■ **INFORMATION**
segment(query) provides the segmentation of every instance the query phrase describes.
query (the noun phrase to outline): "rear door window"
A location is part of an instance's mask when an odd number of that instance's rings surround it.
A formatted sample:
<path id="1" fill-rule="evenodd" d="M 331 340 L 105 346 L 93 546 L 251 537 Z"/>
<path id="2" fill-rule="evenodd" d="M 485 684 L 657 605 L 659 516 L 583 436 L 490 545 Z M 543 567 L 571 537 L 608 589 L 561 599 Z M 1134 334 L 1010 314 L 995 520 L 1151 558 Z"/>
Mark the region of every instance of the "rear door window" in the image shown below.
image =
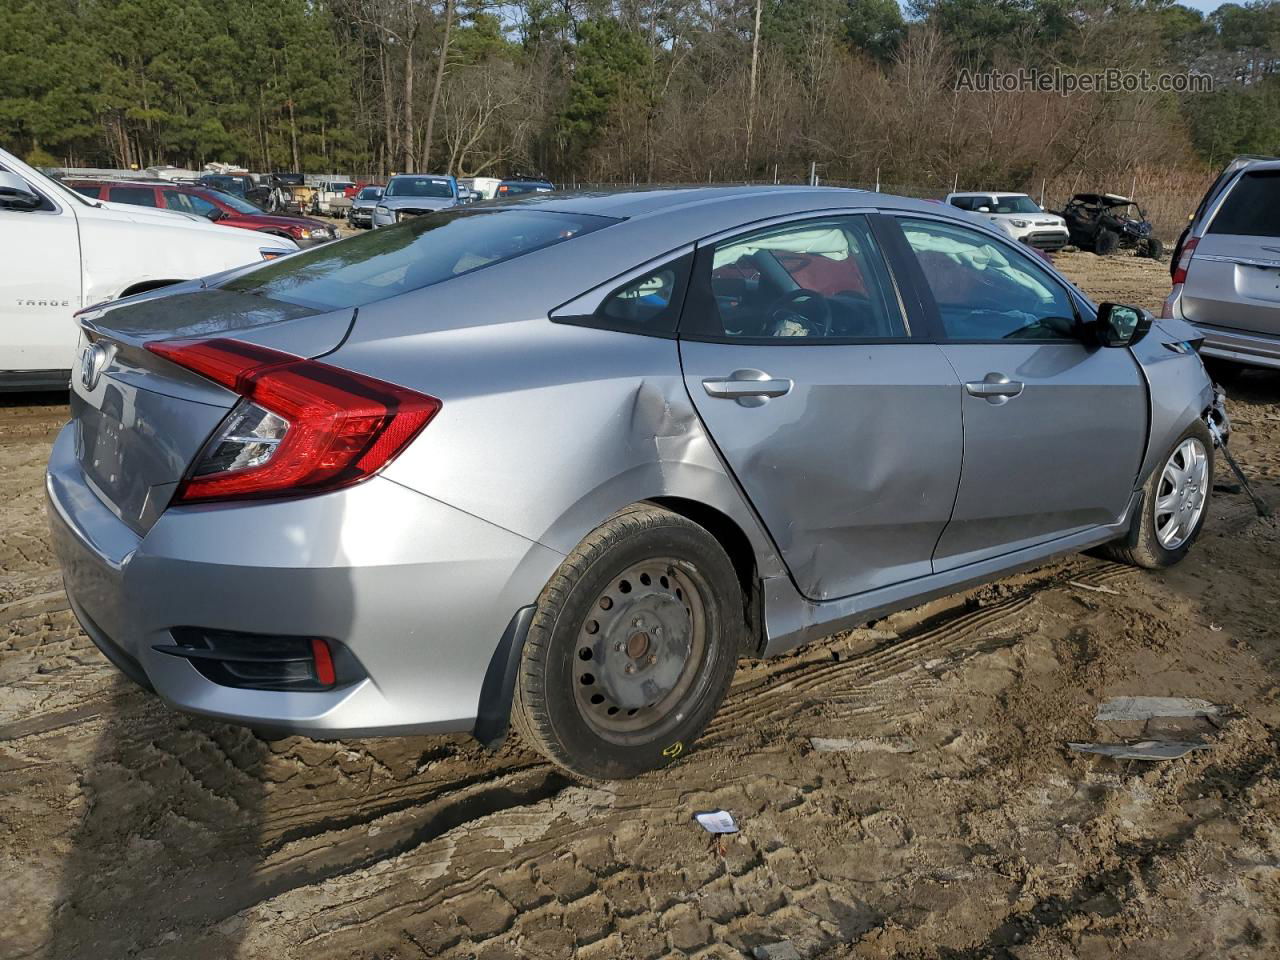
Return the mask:
<path id="1" fill-rule="evenodd" d="M 1208 232 L 1280 237 L 1280 170 L 1243 174 L 1227 194 Z"/>
<path id="2" fill-rule="evenodd" d="M 908 335 L 865 217 L 770 227 L 717 243 L 709 258 L 699 256 L 702 275 L 682 336 L 777 342 Z"/>
<path id="3" fill-rule="evenodd" d="M 399 296 L 564 243 L 612 217 L 508 208 L 442 210 L 282 257 L 226 289 L 336 310 Z"/>
<path id="4" fill-rule="evenodd" d="M 102 196 L 101 187 L 76 187 L 75 191 L 82 196 L 91 197 L 94 200 L 97 200 Z"/>
<path id="5" fill-rule="evenodd" d="M 156 191 L 154 187 L 112 187 L 113 203 L 131 203 L 135 207 L 154 207 Z"/>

■ **TASK DIRECTIONS**
Would you filter the entries above and keep each line that has the word "every"?

■ **EXERCISE RESPONSE**
segment(query) provides the segmentation of every instance the query phrase describes.
Mark the region of every instance of the "rear door window" in the image shown below.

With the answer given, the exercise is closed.